**Text:**
My Roots: Rising Above Depression


When I lived in Chicago in my early twenties, I got severely depressed. I was working at the Lincoln Park Zoo as an editorial assistant, living in a garden studio apartment and doing my best to just manage my life and be responsible day to day.

I felt overwhelmed, unsafe, out of my league for the work I was doing, and like it took every ounce of my energy and focus to get through the day without people thinking I was a sham or crazy (I was convinced I was both).

At one point, it got so bad that I couldn’t leave my apartment. I felt numb and heavy, like there was a giant shroud over my head and body that weighed me down and I didn’t have the strength to lift off. It was difficult to even summon the strength to talk, so I stopped answering my phone.

I was absolutely exhausted, but I couldn’t sleep. I think I was awake for more than 72 hours straight. My nervous system was completely fried, and I felt trapped inside a haze of dense, dull, jittery heaviness.

Thank goodness I had people that noticed that I sort of disappeared. My friend Andy showed up at my door and knocked until I answered it. He said that my friends were concerned about me, and wanted to know what they could do.

I knew I needed help, I just didn’t know what kind of help I needed. So we got out the phonebook (google wasn’t yet born), looked under “mental health” and found a woman in the area.

It was a woman shrink in a Lincoln Park West high rise that suggested that I read a Cosmopolitan magazine and take a nice hot bath. Hmmmm. Not exactly the solution that I was looking for.

“And that will be ninety dollars please,” a veritable fortune for me at the time.

**What is being asked:** According to the account of depression above, what job did the writer hold while living in Chicago?

**Given entries:**
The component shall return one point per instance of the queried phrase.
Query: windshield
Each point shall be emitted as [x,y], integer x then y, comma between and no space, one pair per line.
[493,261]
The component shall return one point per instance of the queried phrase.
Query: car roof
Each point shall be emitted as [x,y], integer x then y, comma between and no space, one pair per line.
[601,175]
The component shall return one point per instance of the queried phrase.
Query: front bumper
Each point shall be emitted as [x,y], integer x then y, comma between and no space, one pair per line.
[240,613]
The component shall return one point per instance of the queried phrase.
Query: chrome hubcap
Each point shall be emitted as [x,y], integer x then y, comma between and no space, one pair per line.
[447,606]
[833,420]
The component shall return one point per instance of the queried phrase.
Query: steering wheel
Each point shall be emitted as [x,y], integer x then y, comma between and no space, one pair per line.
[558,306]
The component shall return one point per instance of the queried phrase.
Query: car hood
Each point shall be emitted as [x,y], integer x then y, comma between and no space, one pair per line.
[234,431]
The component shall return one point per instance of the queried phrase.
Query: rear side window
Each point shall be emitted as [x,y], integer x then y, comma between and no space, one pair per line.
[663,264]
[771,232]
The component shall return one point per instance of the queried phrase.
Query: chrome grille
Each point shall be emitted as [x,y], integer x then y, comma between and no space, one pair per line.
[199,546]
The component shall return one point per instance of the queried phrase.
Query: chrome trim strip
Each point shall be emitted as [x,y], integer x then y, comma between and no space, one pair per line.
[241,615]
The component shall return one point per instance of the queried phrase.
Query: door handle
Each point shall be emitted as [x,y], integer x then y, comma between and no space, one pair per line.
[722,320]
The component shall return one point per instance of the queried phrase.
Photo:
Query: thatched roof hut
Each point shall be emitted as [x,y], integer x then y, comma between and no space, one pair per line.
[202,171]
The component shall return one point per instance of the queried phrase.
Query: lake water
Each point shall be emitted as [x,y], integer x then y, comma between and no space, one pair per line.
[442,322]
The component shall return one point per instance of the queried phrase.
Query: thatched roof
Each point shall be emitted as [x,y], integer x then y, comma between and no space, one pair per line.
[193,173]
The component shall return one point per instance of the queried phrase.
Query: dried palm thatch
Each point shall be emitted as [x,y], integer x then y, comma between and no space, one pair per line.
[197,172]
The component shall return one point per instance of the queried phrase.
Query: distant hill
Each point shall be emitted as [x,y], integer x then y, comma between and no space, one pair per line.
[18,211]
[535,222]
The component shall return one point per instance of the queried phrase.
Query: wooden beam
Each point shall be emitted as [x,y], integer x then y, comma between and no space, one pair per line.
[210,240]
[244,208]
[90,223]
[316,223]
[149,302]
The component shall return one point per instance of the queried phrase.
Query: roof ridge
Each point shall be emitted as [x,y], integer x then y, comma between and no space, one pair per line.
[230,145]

**Output for this exercise:** Editorial assistant at the Lincoln Park Zoo.